§ Brano scelto

______

Nel 1858, nel Regno delle Due Sicilie, un cavo era stato posato sullo stretto di Messina al fine di congiungere la Sicilia alla Calabria, ma dopo nove mesi si era interrotto, per le correnti dello stretto e le difficili condizioni del fondale. Nel 1859 venne posato un altro cavo importante, questa volta nell’Adriatico fra Otranto in Puglia e Valona nel territorio ottomano dell’Albania, che rappresentava un tratto dell’itinerario telegrafico verso l’Oriente. Al momento dell’Unità, la Sardegna aveva il collegamento elettrico con il continente, mentre la Sicilia risultava isolata dalla rete della penisola. Le vicende dei primi anni postunitari, contrassegnate da un incessante lavorio di posa dei cavi sottomarini e da numerose rotture e accordi internazionali, dimostrano quanto importante fosse il telegrafo nel nuovo Stato nazionale. La questione della Sicilia si dovette affrontare con urgenza: due nuovi cavi vennero stesi nel 1861, ma vennero interrotti dopo breve tempo. L’anno successivo fu posato un nuovo cavo nello stretto, realizzato con un’armatura pesante, ma anche questo rimase inutilizzabile dopo un periodo stentato di funzionamento. Se ne posò tuttavia un altro su un percorso più lungo fra Bagnara Calabra e Torre di Faro in Sicilia.

______

§ Compito a
Riporta parola per parola tutte le righe dell'elenco che segue, lasciando fuori le immagini.

Record del dataset di puntamento:
______

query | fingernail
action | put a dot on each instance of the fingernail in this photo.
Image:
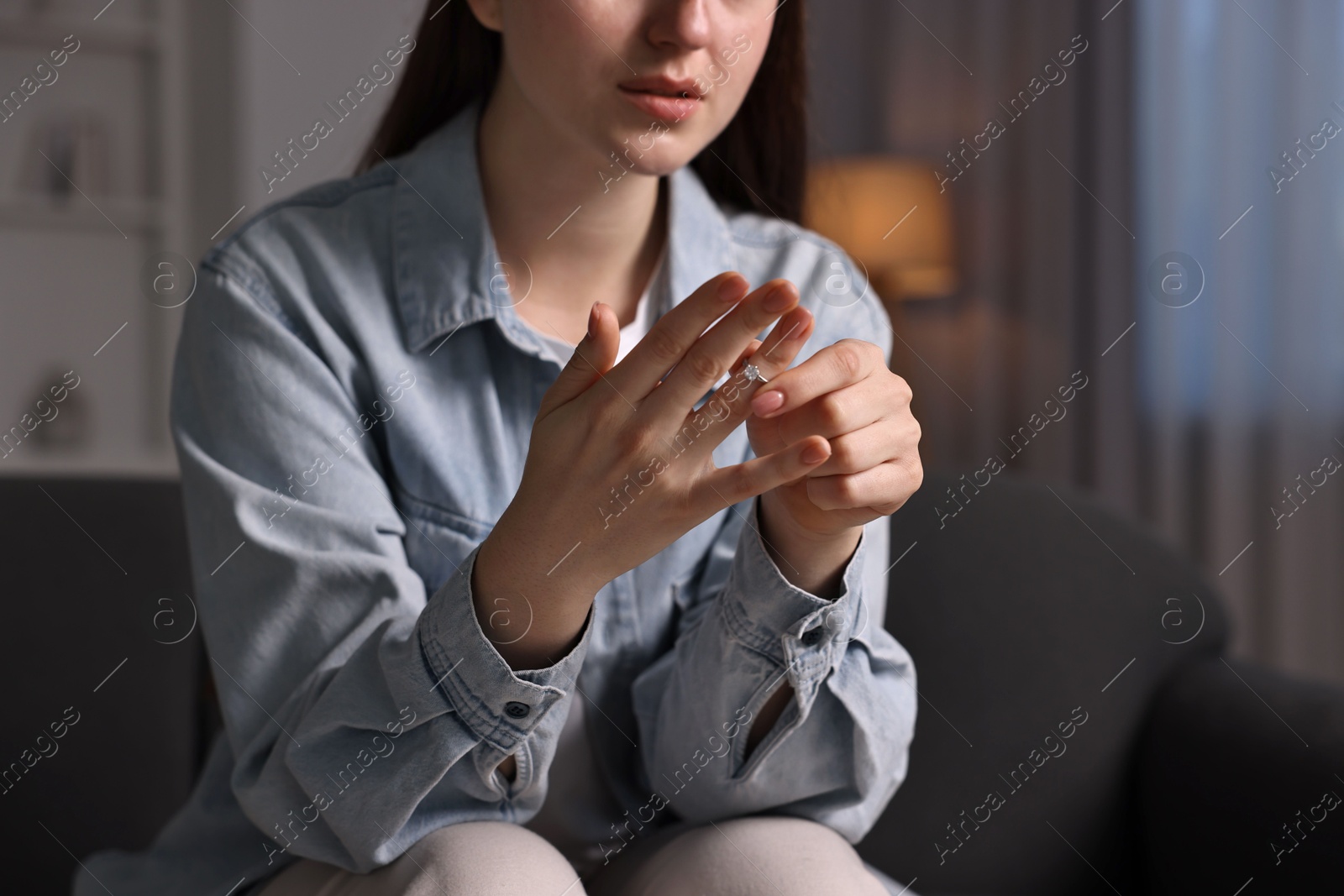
(779, 298)
(732, 289)
(766, 402)
(815, 454)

______

§ Compito b
Traduci in inglese questa frase del brano sui cavi telegrafici: «Al momento dell’Unità, la Sardegna aveva il collegamento elettrico con il continente, mentre la Sicilia risultava isolata dalla rete della penisola.»

§ Soluzione a
query | fingernail
action | put a dot on each instance of the fingernail in this photo.
Image:
(779, 298)
(732, 289)
(766, 402)
(815, 454)

§ Soluzione b
At the time of Unification, Sardinia had an electrical connection with the mainland, while Sicily was cut off from the peninsula's network.